**AIM OF THE TASK**
Go to the line in the entries below that holds "Query: standing man" and repeat exactly from there through the line that holds "of the window", inclusive.
MATERIAL FOR THIS EXERCISE Start Marker
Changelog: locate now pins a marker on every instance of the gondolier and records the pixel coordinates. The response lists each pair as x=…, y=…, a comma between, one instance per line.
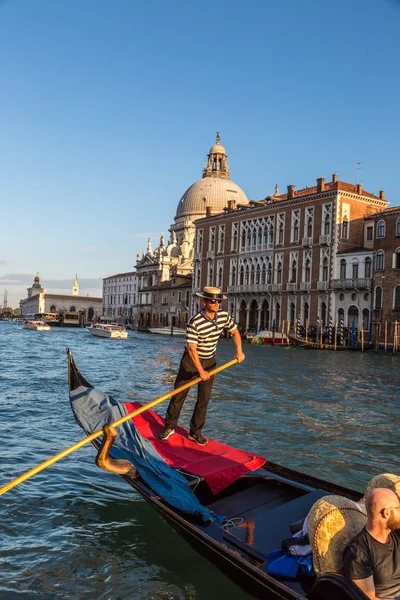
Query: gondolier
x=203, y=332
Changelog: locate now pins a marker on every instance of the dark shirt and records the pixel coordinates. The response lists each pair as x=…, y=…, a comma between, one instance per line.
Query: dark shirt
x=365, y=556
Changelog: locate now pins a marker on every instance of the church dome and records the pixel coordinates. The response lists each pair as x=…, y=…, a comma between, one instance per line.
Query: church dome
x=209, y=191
MATERIAL FOR THIS EXERCISE End Marker
MATERIAL FOR THIS EXERCISE Start Marker
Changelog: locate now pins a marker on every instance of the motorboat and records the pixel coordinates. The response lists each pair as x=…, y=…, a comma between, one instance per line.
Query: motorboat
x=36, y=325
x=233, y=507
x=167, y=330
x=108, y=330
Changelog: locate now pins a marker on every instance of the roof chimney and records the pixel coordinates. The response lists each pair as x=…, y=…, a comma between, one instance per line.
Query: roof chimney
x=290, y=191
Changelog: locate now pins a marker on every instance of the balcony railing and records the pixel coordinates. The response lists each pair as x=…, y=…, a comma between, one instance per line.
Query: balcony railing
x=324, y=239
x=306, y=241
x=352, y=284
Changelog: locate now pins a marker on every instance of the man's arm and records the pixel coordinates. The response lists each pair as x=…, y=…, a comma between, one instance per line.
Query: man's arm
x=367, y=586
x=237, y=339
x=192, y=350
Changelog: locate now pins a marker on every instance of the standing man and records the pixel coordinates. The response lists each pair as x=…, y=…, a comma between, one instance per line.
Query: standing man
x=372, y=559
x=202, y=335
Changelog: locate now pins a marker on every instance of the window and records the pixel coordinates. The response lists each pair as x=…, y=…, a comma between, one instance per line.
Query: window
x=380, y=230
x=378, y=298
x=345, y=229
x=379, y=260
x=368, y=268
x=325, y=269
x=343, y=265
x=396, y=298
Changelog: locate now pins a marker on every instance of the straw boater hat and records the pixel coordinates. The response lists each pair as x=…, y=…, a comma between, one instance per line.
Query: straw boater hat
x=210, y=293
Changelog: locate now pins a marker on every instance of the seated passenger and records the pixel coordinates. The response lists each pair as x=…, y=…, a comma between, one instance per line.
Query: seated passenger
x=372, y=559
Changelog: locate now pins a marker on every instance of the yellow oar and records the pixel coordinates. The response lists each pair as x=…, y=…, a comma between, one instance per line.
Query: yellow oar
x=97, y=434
MATERIAL FOR THIS EXERCISE End Marker
MATERIAL FOR THIS EXERCISE Start Marker
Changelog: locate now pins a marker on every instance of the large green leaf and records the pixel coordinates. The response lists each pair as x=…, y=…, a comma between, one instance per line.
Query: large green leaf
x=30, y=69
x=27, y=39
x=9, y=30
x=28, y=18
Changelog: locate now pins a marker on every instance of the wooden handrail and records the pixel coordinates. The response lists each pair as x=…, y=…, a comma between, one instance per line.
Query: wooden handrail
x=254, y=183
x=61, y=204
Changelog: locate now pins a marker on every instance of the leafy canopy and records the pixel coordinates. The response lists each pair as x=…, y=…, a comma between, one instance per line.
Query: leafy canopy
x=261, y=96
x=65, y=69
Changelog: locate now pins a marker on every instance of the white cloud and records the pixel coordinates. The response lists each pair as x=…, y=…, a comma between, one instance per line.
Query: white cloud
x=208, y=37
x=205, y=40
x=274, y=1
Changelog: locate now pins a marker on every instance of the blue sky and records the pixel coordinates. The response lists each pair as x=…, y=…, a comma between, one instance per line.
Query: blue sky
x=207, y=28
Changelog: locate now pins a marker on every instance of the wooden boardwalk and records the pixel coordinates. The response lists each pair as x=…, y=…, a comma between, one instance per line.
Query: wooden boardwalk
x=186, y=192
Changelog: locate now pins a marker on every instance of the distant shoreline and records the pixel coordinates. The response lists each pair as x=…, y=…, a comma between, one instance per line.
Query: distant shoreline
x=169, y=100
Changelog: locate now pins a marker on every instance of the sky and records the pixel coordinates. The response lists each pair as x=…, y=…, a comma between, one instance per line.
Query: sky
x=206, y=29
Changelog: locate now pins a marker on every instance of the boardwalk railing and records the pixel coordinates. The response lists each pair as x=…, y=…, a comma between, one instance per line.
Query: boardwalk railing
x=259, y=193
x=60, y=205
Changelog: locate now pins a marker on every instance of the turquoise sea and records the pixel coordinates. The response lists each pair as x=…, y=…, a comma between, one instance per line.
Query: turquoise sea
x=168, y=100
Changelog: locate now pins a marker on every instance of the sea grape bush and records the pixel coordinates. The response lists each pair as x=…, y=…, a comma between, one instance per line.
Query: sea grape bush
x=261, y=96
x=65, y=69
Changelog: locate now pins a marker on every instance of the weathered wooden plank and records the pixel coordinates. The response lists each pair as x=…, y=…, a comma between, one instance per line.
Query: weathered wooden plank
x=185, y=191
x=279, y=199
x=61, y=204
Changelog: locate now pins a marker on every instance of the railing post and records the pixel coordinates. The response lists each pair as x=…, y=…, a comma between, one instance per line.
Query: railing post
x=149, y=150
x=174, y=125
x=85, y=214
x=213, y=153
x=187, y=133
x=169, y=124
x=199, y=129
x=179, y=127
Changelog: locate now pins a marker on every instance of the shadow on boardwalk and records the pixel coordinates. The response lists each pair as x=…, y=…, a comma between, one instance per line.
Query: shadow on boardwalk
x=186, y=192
MATERIAL FOR THIS EXERCISE End Marker
**RESPONSE AREA**
Query: standing man
x=372, y=559
x=202, y=335
Changelog: locate now pins a marker on every instance of the window and records the pixel coordinates. The response lists each pair as x=…, y=…, a comma between, one instance per line.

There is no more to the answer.